- What the task requires:
Count the lines in the data below that contain the string "dump", and reply with that number alone.
-- Start Given data --
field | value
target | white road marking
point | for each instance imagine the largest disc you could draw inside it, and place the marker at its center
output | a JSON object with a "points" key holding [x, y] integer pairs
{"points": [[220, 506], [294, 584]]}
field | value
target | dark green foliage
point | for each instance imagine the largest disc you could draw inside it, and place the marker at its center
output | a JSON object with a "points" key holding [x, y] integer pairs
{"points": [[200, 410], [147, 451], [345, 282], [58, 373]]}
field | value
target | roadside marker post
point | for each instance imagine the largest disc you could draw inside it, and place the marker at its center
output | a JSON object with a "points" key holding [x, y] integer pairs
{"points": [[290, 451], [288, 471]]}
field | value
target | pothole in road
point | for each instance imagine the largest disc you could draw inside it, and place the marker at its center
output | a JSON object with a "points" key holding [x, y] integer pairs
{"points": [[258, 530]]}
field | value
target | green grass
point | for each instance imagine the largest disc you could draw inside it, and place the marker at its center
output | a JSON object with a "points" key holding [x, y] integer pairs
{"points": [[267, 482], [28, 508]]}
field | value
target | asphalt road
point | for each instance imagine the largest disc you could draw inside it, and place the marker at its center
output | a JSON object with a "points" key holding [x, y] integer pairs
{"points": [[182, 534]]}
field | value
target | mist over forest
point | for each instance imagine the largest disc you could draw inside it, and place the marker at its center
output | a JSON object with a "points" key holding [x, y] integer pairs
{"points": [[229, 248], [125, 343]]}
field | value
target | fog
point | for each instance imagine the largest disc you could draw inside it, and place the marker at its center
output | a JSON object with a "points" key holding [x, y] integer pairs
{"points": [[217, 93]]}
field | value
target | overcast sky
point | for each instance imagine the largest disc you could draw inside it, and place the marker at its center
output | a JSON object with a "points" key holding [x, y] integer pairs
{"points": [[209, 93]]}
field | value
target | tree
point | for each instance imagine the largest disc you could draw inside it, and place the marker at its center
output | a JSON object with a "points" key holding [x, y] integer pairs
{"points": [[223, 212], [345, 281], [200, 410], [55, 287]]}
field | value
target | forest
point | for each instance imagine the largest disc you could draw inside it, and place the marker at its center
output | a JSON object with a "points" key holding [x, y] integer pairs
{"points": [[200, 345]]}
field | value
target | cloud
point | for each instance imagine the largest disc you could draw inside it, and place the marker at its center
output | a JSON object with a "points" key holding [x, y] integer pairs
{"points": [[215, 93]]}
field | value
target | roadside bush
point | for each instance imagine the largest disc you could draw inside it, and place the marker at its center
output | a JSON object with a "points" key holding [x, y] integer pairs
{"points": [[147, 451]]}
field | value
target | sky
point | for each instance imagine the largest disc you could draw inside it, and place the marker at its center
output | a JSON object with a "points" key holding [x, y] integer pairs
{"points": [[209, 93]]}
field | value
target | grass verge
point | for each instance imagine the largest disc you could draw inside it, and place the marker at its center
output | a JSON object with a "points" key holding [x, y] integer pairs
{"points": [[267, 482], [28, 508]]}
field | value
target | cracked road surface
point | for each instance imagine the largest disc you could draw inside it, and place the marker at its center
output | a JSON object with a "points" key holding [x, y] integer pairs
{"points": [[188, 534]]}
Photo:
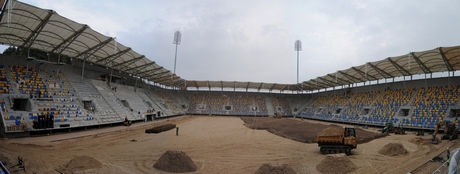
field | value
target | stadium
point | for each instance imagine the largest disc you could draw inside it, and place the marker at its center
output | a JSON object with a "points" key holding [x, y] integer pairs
{"points": [[67, 111]]}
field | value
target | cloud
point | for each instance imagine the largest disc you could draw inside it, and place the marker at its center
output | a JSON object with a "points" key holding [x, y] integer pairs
{"points": [[236, 40]]}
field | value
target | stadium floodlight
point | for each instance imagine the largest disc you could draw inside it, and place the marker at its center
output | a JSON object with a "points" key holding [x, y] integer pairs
{"points": [[177, 39], [298, 47]]}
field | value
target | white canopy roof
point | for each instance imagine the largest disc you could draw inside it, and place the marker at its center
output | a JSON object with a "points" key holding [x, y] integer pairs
{"points": [[27, 26]]}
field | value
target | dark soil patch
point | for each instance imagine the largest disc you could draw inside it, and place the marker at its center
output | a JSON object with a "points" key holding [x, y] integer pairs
{"points": [[175, 161], [393, 149], [80, 163], [161, 128], [336, 164], [301, 131], [269, 169]]}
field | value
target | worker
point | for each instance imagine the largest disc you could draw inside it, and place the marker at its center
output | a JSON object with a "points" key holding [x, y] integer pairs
{"points": [[448, 153]]}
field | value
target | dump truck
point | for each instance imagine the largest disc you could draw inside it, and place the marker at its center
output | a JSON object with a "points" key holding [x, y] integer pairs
{"points": [[333, 140]]}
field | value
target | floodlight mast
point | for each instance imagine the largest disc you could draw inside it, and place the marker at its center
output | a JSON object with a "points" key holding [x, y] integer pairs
{"points": [[177, 39], [298, 47]]}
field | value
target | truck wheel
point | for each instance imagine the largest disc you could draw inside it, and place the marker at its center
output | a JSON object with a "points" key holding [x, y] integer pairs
{"points": [[348, 151]]}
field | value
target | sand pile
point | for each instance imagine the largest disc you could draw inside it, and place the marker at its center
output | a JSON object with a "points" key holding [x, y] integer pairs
{"points": [[80, 163], [336, 163], [175, 161], [269, 169], [393, 149], [329, 131]]}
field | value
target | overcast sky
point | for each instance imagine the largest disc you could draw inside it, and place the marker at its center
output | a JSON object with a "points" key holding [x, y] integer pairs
{"points": [[241, 40]]}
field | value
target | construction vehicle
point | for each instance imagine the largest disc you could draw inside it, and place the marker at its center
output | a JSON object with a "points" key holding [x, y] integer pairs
{"points": [[388, 127], [399, 130], [343, 142], [450, 131], [420, 133]]}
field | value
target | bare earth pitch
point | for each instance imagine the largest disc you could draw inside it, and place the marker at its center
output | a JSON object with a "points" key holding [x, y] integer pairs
{"points": [[216, 145]]}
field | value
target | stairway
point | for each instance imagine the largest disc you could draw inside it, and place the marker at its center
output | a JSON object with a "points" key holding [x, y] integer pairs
{"points": [[270, 109]]}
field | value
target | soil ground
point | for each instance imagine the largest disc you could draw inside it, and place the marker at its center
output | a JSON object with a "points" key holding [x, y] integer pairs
{"points": [[216, 145]]}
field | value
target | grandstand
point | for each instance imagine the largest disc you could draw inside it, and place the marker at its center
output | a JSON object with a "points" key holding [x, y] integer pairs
{"points": [[96, 88]]}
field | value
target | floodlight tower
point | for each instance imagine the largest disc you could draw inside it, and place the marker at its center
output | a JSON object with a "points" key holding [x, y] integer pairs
{"points": [[298, 47], [177, 37]]}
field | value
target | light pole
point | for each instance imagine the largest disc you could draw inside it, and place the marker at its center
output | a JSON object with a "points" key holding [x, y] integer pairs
{"points": [[298, 47], [177, 38]]}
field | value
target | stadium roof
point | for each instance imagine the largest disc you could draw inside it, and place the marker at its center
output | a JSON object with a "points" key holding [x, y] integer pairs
{"points": [[27, 26]]}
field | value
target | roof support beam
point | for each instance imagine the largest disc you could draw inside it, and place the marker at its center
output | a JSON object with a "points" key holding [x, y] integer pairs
{"points": [[65, 43], [260, 86], [168, 78], [114, 56], [343, 80], [425, 69], [448, 65], [159, 74], [93, 49], [365, 75], [323, 79], [380, 71], [273, 86], [139, 67], [149, 71], [350, 77], [129, 61], [31, 38], [284, 87], [400, 69]]}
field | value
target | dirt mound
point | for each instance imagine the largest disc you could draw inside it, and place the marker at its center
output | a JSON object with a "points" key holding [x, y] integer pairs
{"points": [[80, 163], [336, 164], [269, 169], [175, 161], [303, 131], [393, 149], [330, 131], [161, 128]]}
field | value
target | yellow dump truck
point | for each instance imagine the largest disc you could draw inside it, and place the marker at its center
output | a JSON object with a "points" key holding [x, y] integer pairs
{"points": [[332, 140]]}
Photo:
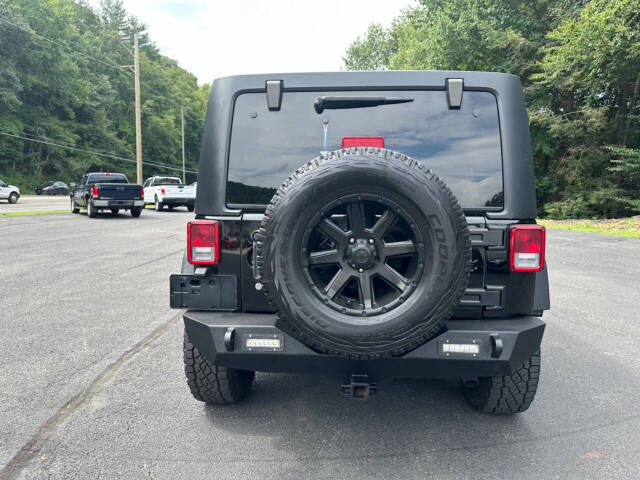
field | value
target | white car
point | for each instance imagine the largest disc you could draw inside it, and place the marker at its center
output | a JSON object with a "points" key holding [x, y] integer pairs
{"points": [[9, 192], [169, 191]]}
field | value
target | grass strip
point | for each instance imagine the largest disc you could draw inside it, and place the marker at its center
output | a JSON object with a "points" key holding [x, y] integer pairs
{"points": [[31, 212], [620, 227]]}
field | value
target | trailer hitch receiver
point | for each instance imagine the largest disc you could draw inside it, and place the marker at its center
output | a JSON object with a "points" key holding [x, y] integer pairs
{"points": [[359, 387]]}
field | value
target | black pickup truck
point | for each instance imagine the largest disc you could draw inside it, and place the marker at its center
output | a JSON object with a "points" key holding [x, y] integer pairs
{"points": [[366, 225], [106, 191]]}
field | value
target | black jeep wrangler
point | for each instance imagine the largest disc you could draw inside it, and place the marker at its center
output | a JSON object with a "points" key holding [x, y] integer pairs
{"points": [[366, 225]]}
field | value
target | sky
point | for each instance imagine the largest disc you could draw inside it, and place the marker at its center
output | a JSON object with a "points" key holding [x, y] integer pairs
{"points": [[214, 38]]}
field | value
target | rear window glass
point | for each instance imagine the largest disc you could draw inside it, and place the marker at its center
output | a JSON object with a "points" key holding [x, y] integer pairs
{"points": [[461, 146], [112, 178], [167, 181]]}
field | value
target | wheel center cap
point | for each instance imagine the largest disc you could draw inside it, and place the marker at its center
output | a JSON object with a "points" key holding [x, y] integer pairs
{"points": [[362, 254]]}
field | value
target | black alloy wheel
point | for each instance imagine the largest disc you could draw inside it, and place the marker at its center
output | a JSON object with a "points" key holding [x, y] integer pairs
{"points": [[362, 255]]}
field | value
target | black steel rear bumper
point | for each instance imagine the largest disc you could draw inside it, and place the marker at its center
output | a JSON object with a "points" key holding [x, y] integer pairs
{"points": [[503, 346], [178, 201]]}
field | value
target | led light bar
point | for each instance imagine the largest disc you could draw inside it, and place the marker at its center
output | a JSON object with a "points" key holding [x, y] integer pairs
{"points": [[471, 348], [263, 343]]}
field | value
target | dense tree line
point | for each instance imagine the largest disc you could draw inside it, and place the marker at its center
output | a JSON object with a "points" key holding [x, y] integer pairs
{"points": [[61, 83], [579, 62]]}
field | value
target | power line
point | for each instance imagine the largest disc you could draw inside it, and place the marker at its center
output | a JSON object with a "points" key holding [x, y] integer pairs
{"points": [[115, 157], [42, 37], [89, 57]]}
-- End Given data --
- Final answer:
2